TASK INSTRUCTIONS: Type out the complete listing below word for word, without its pictures.
— begin ITEMS —
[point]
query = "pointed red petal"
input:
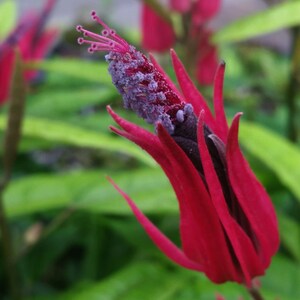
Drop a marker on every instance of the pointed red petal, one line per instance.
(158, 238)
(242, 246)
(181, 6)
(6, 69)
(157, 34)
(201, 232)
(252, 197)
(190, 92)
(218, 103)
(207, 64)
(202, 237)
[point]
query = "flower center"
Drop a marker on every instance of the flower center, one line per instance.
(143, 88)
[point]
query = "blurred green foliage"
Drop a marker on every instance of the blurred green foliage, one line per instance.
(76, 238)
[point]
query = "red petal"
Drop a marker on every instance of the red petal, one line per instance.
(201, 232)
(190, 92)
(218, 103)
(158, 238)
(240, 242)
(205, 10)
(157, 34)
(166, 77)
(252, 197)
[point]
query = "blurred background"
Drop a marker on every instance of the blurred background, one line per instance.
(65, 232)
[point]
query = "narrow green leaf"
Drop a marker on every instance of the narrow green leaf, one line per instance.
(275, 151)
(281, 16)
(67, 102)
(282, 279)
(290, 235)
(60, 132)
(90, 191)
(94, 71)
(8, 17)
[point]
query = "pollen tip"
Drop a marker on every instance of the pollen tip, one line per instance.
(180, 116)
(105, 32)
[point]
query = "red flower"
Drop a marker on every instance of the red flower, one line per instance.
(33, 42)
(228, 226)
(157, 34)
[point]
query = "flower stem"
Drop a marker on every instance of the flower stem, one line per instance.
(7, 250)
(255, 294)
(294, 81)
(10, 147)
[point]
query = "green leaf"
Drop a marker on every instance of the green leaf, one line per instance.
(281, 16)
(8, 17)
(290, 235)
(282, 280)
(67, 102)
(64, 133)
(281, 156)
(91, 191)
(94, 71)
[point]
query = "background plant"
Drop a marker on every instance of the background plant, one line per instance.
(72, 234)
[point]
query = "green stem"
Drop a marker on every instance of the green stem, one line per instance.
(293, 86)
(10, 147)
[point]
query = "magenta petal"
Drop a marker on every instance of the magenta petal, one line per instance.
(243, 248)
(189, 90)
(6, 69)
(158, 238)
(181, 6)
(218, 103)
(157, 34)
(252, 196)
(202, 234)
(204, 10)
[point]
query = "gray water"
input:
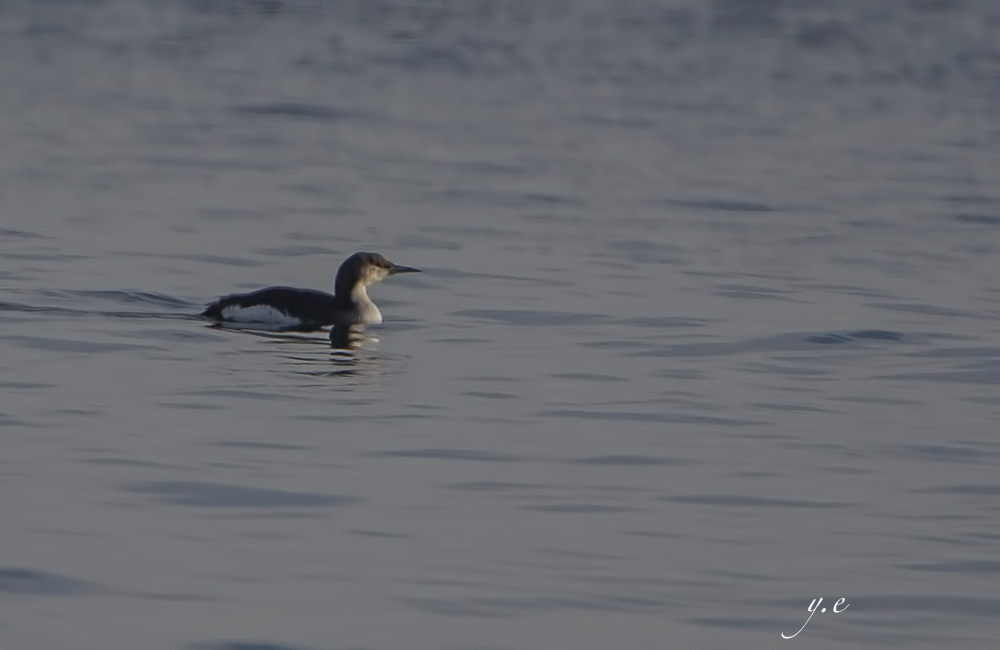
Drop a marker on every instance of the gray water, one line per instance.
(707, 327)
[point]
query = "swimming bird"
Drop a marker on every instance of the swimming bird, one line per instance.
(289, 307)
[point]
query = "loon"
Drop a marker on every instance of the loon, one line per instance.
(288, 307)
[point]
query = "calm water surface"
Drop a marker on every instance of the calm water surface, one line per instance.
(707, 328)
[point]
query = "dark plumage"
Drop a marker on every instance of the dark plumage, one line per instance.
— end ITEMS —
SOLUTION FOR THIS PROBLEM:
[point]
query = "pointed red petal"
input:
Drop a marker on every instance of the pointed red petal, one line per instance.
(158, 238)
(242, 246)
(181, 6)
(6, 69)
(157, 34)
(201, 232)
(252, 197)
(190, 92)
(218, 103)
(207, 64)
(202, 237)
[point]
query = "flower center"
Drop a marker on every instance of the flower center, one line per instance.
(143, 88)
[point]
query = "blurred green foliage"
Drop a marker on every instance of the blurred green foliage, one line per instance.
(76, 238)
[point]
query = "red petal"
Drop a marker on every instance of the red petal, one line per instance.
(201, 232)
(190, 92)
(218, 103)
(158, 238)
(240, 242)
(205, 10)
(157, 34)
(166, 77)
(252, 197)
[point]
query = "blurred background"
Drop a marker on every instance of the blurred background, one line per instance.
(65, 232)
[point]
query = "narrow green leaf"
Drop a marker on every instance of the narrow green leaf, one line per instance.
(275, 151)
(281, 16)
(67, 102)
(282, 279)
(290, 235)
(60, 132)
(90, 191)
(94, 71)
(8, 17)
[point]
query = "pollen tip"
Drop a marker on every instance of the pollen tip, one line per instance.
(180, 116)
(105, 32)
[point]
query = "red flower"
Drop a marker on every instance of the red flower, one line per instance.
(33, 42)
(228, 226)
(157, 34)
[point]
query = "flower stem"
Drop a marker on every instance of the flower stem, one line per instance.
(7, 250)
(255, 294)
(294, 81)
(10, 147)
[point]
query = "green leaf"
Drop a marker on every instance of the green leaf, one line per instance.
(281, 16)
(8, 17)
(290, 235)
(282, 280)
(67, 102)
(64, 133)
(281, 156)
(91, 191)
(94, 71)
[point]
query = "background plant"
Drop a marker on every instance of the background plant, one line per instance.
(72, 234)
[point]
query = "green stem"
Drop a marker on every instance of the green stem, one line per instance.
(293, 86)
(10, 147)
[point]
query = "magenta petal"
Drop a marker on every instance of the magenta petal, one line per instance.
(243, 248)
(189, 90)
(6, 69)
(158, 238)
(181, 6)
(218, 103)
(157, 34)
(252, 196)
(202, 234)
(204, 10)
[point]
query = "gray water"
input:
Drop a marker on every instance of the gray water, one line per instance.
(707, 327)
[point]
query = "swimming bird"
Drop a marker on every instance of the swimming bird, one line per instance.
(289, 307)
[point]
query = "loon"
Drop a marker on every instance of the loon, one line per instance.
(288, 307)
[point]
query = "calm water surface"
Drop a marker on every instance of the calm water surface, one line per instance.
(707, 328)
[point]
query = "dark plumage"
Drop a marker on every instance of the dark plumage, one line per instance.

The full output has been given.